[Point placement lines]
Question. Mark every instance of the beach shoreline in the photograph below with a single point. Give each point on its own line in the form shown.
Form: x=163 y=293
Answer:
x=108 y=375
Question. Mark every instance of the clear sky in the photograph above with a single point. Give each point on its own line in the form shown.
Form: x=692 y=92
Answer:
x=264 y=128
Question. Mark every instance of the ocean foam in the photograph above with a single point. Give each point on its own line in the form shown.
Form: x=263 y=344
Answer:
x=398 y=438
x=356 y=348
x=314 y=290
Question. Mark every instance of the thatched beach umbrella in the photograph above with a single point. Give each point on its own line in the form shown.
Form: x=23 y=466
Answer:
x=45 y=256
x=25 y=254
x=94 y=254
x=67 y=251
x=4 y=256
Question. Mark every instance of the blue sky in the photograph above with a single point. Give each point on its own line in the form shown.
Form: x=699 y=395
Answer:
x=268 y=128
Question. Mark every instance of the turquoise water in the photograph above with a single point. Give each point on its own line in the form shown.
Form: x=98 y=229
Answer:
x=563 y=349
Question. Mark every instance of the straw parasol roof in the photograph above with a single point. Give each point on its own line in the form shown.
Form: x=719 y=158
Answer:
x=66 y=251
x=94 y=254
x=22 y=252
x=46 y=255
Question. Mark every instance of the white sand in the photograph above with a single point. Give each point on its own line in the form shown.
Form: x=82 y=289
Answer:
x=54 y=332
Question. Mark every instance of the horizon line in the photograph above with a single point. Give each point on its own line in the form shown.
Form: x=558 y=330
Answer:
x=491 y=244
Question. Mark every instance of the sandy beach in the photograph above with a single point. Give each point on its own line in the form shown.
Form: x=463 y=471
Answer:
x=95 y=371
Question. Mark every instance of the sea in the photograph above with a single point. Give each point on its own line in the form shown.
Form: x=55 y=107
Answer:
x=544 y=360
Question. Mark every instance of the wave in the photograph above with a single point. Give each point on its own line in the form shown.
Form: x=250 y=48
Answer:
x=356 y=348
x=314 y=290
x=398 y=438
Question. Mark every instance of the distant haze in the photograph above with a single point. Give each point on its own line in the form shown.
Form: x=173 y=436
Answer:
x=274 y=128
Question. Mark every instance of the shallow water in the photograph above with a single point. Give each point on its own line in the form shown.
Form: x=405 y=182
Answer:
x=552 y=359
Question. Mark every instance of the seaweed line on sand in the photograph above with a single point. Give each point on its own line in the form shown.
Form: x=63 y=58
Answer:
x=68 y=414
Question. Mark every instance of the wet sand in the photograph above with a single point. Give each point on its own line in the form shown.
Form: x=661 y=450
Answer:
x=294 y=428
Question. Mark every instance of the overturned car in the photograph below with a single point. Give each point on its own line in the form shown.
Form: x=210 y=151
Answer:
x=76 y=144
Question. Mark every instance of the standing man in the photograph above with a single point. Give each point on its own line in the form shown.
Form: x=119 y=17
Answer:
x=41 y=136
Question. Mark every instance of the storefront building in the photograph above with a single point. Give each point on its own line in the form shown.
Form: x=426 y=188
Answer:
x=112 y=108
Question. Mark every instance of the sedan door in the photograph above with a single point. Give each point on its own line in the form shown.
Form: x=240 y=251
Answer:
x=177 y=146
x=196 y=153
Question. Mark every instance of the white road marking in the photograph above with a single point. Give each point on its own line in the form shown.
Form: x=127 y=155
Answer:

- [Given exercise]: Copy every one of the lines above without changing anything.

- [Solved problem]:
Question. Mark every instance of the beach shoreline in the photograph below with a single point. Give each point on its own line in the form shown.
Form: x=163 y=293
Answer:
x=108 y=375
Question. Mark every instance of the clear sky in the photograph above with a single point. Give each point on its own line in the form shown.
Form: x=692 y=92
Answer:
x=264 y=128
Question. Mark every instance of the ocean foam in the photograph above with a single point. Give each point on its own line in the form shown.
Form: x=263 y=344
Answer:
x=398 y=438
x=356 y=348
x=314 y=290
Question. Mark every instance of the thatched beach umbrella in the photograph above with a single point. Give each point on its own line in the form shown.
Form: x=23 y=466
Answer:
x=45 y=256
x=25 y=254
x=94 y=254
x=67 y=251
x=4 y=256
Question. Mark every instance of the blue sky in the photograph above with a single point. Give each point on its own line in the form shown.
Form: x=699 y=395
Answer:
x=268 y=128
Question. Mark every instance of the turquoise water in the photograph above with a single point. Give each point on its own line in the form shown.
Form: x=98 y=229
Answer:
x=563 y=349
Question. Mark every instance of the straw parasol roof in the photograph above with a single point. Give each point on its own line in the form shown.
Form: x=719 y=158
Answer:
x=66 y=251
x=94 y=254
x=22 y=252
x=46 y=255
Question. Mark every instance of the white sand in the photograph above with a single point. Give each point on its own line in the form shown.
Form: x=82 y=289
Answer:
x=54 y=332
Question. Mark every instance of the horizon line in the photograph above with a single point. Give each point on its own line in the form shown.
Form: x=558 y=330
Answer:
x=491 y=244
Question. Mark every instance of the sandy beach in the photograph above with a single point. Give each point on its own line in the form shown.
Form: x=463 y=471
Answer:
x=95 y=371
Question. Mark every instance of the sea in the photograph above with a single point. Give each point on its own line in the form shown.
Form: x=55 y=107
Answer:
x=544 y=360
Question. Mark every instance of the wave in the photograph above with a single point. Give each point on its own line in the form shown.
Form: x=250 y=48
Answer:
x=356 y=348
x=314 y=290
x=398 y=438
Question. Mark every instance of the distant haze in the photograph above with a single point. Give each point on its own line in the form shown.
Form: x=173 y=436
Answer:
x=274 y=128
Question. Mark every instance of the shallow water in the photograph above with a single point. Give each point on its own line in the form shown.
Form: x=405 y=182
Answer:
x=552 y=359
Question. Mark every instance of the seaweed line on sand in the photograph above with a single point. Give each point on its own line in the form shown.
Form: x=63 y=58
Answer:
x=68 y=414
Question. Mark every instance of the wet sand in the photograph above with a single point. Give each point on its own line in the form shown.
Form: x=661 y=450
Answer:
x=294 y=428
Question. Mark every instance of the overturned car in the photograph below with a single point. Give each point on its own line in the form shown.
Form: x=210 y=151
Answer:
x=76 y=144
Question. Mark every instance of the standing man in the photograph above with a single point. Give each point on its own line in the form shown.
Form: x=119 y=17
Answer:
x=41 y=136
Question. Mark every instance of the storefront building in the photograph above with a single point. Give each point on its own line in the form shown.
Form: x=426 y=188
Answer:
x=112 y=108
Question. Mark every instance of the sedan door in the photograph above with a single point. Give each point on its own line in the form shown.
Form: x=240 y=251
Answer:
x=177 y=146
x=196 y=153
Question. Mark every instance of the white road marking in the photograph above with a single point. Give each point on its own line in the form shown.
Form: x=127 y=155
Answer:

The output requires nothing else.